>> start Information given

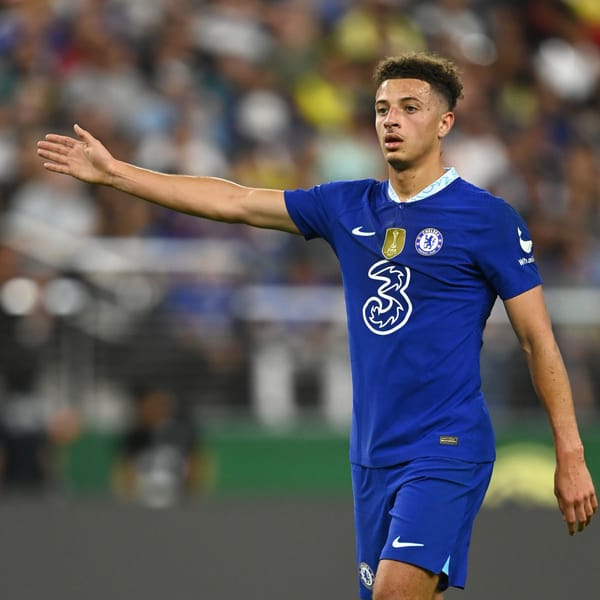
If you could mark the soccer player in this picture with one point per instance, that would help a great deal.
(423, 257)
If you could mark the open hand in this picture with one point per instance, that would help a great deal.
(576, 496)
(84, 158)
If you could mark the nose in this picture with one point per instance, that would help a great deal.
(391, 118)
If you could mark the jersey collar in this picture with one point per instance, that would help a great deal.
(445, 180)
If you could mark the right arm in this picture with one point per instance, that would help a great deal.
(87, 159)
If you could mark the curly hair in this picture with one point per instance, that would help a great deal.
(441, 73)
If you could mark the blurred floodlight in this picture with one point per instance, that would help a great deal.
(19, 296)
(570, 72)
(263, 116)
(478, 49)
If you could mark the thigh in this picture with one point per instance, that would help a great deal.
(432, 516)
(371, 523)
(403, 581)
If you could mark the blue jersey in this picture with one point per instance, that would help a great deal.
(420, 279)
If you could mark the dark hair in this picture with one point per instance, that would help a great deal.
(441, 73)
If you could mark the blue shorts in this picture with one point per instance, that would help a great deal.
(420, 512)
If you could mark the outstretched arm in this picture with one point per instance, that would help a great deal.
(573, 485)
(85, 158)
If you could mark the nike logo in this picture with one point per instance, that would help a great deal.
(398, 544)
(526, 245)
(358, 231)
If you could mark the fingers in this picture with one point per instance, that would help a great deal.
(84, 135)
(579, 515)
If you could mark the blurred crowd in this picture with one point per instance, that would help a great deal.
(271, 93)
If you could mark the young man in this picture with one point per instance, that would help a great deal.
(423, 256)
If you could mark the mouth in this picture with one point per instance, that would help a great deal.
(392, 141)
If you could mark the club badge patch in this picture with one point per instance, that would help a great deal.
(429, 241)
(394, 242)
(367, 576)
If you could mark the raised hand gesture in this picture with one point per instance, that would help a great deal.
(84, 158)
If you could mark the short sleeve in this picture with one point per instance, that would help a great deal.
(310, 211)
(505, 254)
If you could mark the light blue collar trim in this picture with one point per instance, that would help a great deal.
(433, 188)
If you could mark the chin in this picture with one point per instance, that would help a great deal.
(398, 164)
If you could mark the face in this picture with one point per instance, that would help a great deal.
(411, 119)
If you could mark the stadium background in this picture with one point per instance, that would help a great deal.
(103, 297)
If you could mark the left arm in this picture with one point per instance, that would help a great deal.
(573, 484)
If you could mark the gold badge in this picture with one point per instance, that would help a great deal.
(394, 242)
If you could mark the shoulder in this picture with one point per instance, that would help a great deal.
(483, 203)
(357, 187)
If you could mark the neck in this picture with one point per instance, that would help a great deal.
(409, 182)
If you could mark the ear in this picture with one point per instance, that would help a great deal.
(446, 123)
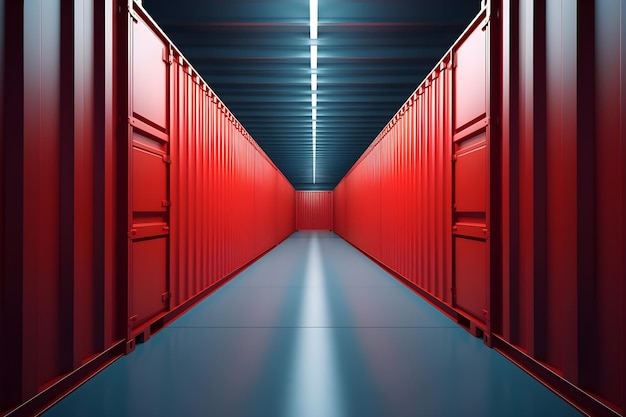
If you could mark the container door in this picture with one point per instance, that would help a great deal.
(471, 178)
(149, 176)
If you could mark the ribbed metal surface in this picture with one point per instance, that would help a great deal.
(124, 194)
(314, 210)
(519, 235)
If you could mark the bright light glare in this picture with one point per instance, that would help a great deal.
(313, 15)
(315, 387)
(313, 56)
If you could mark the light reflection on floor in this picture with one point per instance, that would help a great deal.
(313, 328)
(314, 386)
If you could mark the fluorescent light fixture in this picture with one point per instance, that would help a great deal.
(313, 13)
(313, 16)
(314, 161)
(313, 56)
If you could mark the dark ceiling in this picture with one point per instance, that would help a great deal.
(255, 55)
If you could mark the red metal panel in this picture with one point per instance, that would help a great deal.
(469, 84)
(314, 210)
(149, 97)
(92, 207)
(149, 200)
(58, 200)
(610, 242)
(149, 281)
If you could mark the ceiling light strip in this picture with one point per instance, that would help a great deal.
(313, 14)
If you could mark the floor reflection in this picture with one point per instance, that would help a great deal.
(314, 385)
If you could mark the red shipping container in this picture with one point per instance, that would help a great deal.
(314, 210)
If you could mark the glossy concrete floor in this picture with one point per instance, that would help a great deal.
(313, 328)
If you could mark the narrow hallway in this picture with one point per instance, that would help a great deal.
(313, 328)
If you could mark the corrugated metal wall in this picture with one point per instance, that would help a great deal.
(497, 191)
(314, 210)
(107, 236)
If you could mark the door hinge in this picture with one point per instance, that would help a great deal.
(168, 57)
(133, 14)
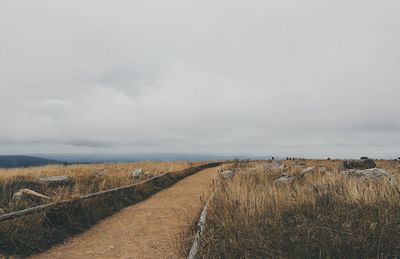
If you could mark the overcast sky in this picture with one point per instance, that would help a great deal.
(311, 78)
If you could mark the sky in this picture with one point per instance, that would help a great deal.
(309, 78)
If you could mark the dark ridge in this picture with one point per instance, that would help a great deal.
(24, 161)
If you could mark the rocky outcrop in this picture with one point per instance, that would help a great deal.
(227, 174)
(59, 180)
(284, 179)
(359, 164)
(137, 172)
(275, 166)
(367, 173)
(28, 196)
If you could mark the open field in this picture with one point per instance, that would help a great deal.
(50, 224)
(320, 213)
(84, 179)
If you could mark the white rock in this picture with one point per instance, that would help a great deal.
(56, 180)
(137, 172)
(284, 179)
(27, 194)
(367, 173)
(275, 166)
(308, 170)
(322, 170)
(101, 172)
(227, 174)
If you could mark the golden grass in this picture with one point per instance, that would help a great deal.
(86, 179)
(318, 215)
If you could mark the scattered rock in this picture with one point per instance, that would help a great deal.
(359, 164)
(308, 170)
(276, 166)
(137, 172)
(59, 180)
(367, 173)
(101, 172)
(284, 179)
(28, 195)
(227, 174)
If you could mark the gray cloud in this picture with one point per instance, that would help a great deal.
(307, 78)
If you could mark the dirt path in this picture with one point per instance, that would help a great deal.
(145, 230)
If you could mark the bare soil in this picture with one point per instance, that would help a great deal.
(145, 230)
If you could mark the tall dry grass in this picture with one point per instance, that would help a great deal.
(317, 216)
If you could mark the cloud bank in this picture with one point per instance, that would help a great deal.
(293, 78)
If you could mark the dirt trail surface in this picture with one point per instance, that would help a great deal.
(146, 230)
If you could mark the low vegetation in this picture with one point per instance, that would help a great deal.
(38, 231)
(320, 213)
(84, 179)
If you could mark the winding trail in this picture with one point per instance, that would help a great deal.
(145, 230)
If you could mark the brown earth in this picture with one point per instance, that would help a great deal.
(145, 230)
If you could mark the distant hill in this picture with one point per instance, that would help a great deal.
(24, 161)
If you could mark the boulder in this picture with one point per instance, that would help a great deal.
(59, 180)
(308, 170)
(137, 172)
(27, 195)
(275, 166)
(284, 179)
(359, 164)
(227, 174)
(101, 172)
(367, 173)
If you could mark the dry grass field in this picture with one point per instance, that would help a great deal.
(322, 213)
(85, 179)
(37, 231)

>> end Information given

▶ [Prompt]:
Write the records above out again exactly, with no pictures in your copy.

▶ [Reply to the task]:
If you could mark the soccer player in this picture with one point per instance, that would help a great deal.
(423, 257)
If you could mark the open hand in this picture with one point per instance, that would help a great deal.
(576, 496)
(84, 158)
If you could mark the nose in this picture with one point per instance, that would help a great deal.
(391, 118)
If you could mark the jersey collar in this picture with one point per instance, that would help a great deal.
(445, 180)
If you could mark the right arm in this picture with one point per instance, that would help a great deal.
(87, 159)
If you could mark the curly hair in this picture with one point per instance, that would help a great deal.
(441, 73)
If you could mark the blurred floodlight in this picture with one point per instance, that would help a great deal.
(19, 296)
(570, 72)
(263, 116)
(478, 49)
If you could mark the thigh in this picture with one point per instance, that would help a great deal.
(432, 516)
(371, 523)
(403, 581)
If you could mark the blue jersey in this picture with one point per instance, that would help a great deal.
(420, 279)
If you could mark the dark hair in this picture with one point per instance, that would help a great deal.
(441, 73)
If you could mark the blue shorts in this picture with one point per instance, that would help a great deal.
(420, 512)
If you could mark the outstretched arm in this picture with one point per instance, that would help a great deal.
(573, 485)
(85, 158)
If you could mark the nike logo in this picture with one point per instance, that would help a great deal.
(398, 544)
(526, 245)
(358, 231)
If you could mark the fingers in this picture with one point per instance, that would help a great deal.
(84, 135)
(579, 515)
If you could mark the blurred crowd in this picture with one point per instance, that would help a great deal.
(271, 93)
If you could mark the young man in this picture with one point per instance, that would help a great deal.
(423, 256)
If you could mark the mouth in this picture with one point per instance, that would help a great deal.
(392, 141)
If you could mark the club badge patch in this picture with one point per instance, that would help a great deal.
(429, 241)
(394, 242)
(367, 576)
If you could mark the raised hand gesture in this picture with one point per instance, that would help a great deal.
(84, 158)
If you could mark the short sleeve in this picture with one point per instance, that would help a great deal.
(310, 211)
(505, 254)
If you could mark the light blue collar trim in this picture with one point per instance, that would help a great deal.
(433, 188)
If you could mark the chin in this picture with one point per instance, that would help a great deal.
(398, 164)
If you could mark the face in this picture with one point per instance, that would help a great deal.
(411, 119)
If you could mark the stadium background in this picture with one point per instance, that would help a great deal.
(103, 297)
If you could mark the left arm in this picture with one point per instance, that would help a great deal.
(573, 484)
If you could mark the gold badge in this picture with one point per instance, that would help a great deal.
(394, 242)
If you could mark the shoulder in this picture with one point per instance, that would help a great deal.
(483, 203)
(357, 187)
If you could mark the neck in this picture with one point per instance, that would help a great deal.
(409, 182)
If you could mark the ear in this picture with one point per instance, that would help a great deal.
(446, 123)
If you could mark the container door in this picture with one point per instance, that would help a great deal.
(471, 178)
(149, 176)
If you could mark the ribbed metal surface in this picture with one point per instance, that would help a great deal.
(124, 194)
(314, 210)
(519, 235)
If you could mark the bright light glare in this picture with one point per instance, that would help a great deal.
(313, 15)
(315, 387)
(313, 56)
If you could mark the light reflection on floor in this picture with one point per instance, that would help a great deal.
(313, 328)
(314, 386)
If you could mark the fluorescent light fixture in this picture with one point per instance, that would help a great deal.
(313, 13)
(313, 16)
(314, 161)
(313, 56)
If you could mark the dark ceiling in this picture with one point per instance, that would help a great deal.
(255, 55)
If you could mark the red metal panel in this picture with one point per instance, that would help a great deal.
(469, 84)
(314, 210)
(149, 97)
(92, 207)
(149, 200)
(58, 200)
(610, 242)
(149, 281)
If you could mark the ceiling light strip in this picture with one point per instance, that would help a great deal.
(313, 14)
If you could mark the floor reflection in this picture with one point per instance, that would help a great deal.
(314, 385)
If you could mark the red shipping container in this picture with one point per instance, that would help a great deal.
(314, 210)
If you could mark the glossy concrete floor in this picture with one point per instance, that would help a great deal.
(313, 328)
If you could mark the narrow hallway in this picture with one point per instance, that would help a great deal.
(313, 328)
If you could mark the corrugated metal wall in this picture with one point per instance, that would help a great deal.
(497, 191)
(314, 210)
(107, 236)
If you could mark the door hinge in this picture with one point per instance, that would help a great deal.
(168, 57)
(133, 14)
If you could mark the overcast sky in this picture with one point per instance, that would help a great deal.
(311, 78)
If you could mark the sky in this picture with one point per instance, that would help a great deal.
(309, 78)
If you could mark the dark ridge in this picture with one point per instance, that would help a great deal.
(24, 161)
If you could mark the rocky outcrop in this picture with one point per instance, that would help a great deal.
(227, 174)
(59, 180)
(284, 179)
(359, 164)
(137, 172)
(275, 166)
(367, 173)
(28, 196)
If you could mark the open field in this picture with one point per instance, that would help a great deal.
(50, 224)
(320, 213)
(84, 179)
If you could mark the white rock in this picture with one point per instance, that would help a great deal.
(56, 180)
(137, 172)
(284, 179)
(27, 194)
(367, 173)
(275, 166)
(308, 170)
(322, 170)
(101, 172)
(227, 174)
If you could mark the golden grass in this picture with one point per instance, that would help a great deal.
(86, 179)
(318, 215)
If you could mark the scattered rock in this picture with one point per instance, that would help a great deal.
(359, 164)
(308, 170)
(276, 166)
(137, 172)
(59, 180)
(367, 173)
(101, 172)
(284, 179)
(28, 195)
(227, 174)
If you could mark the gray cloud in this picture with one point per instance, that would help a great deal.
(307, 78)
If you could mark the dirt path in this picture with one point per instance, that would help a great deal.
(145, 230)
If you could mark the bare soil in this picture with one point per instance, that would help a great deal.
(145, 230)
If you could mark the tall dry grass in this picture with one point per instance, that would help a great deal.
(317, 216)
If you could mark the cloud bank in this picture with one point per instance, that would help a great deal.
(293, 78)
If you could mark the dirt trail surface in this picture with one point per instance, that would help a great deal.
(146, 230)
If you could mark the low vegetation in this picture with one point per instance, that would help a great deal.
(38, 231)
(320, 213)
(84, 179)
If you could mark the winding trail in this picture with one point per instance, that would help a great deal.
(145, 230)
If you could mark the brown earth in this picture with one point per instance, that would help a great deal.
(145, 230)
If you could mark the distant hill in this picture with one point per instance, that would help a great deal.
(24, 161)
If you could mark the boulder in this picture with one point per instance, that would help a great deal.
(59, 180)
(308, 170)
(137, 172)
(27, 195)
(275, 166)
(284, 179)
(359, 164)
(227, 174)
(101, 172)
(367, 173)
If you could mark the dry grass field in this picture with one point per instance, that would help a great deal.
(322, 213)
(85, 179)
(37, 231)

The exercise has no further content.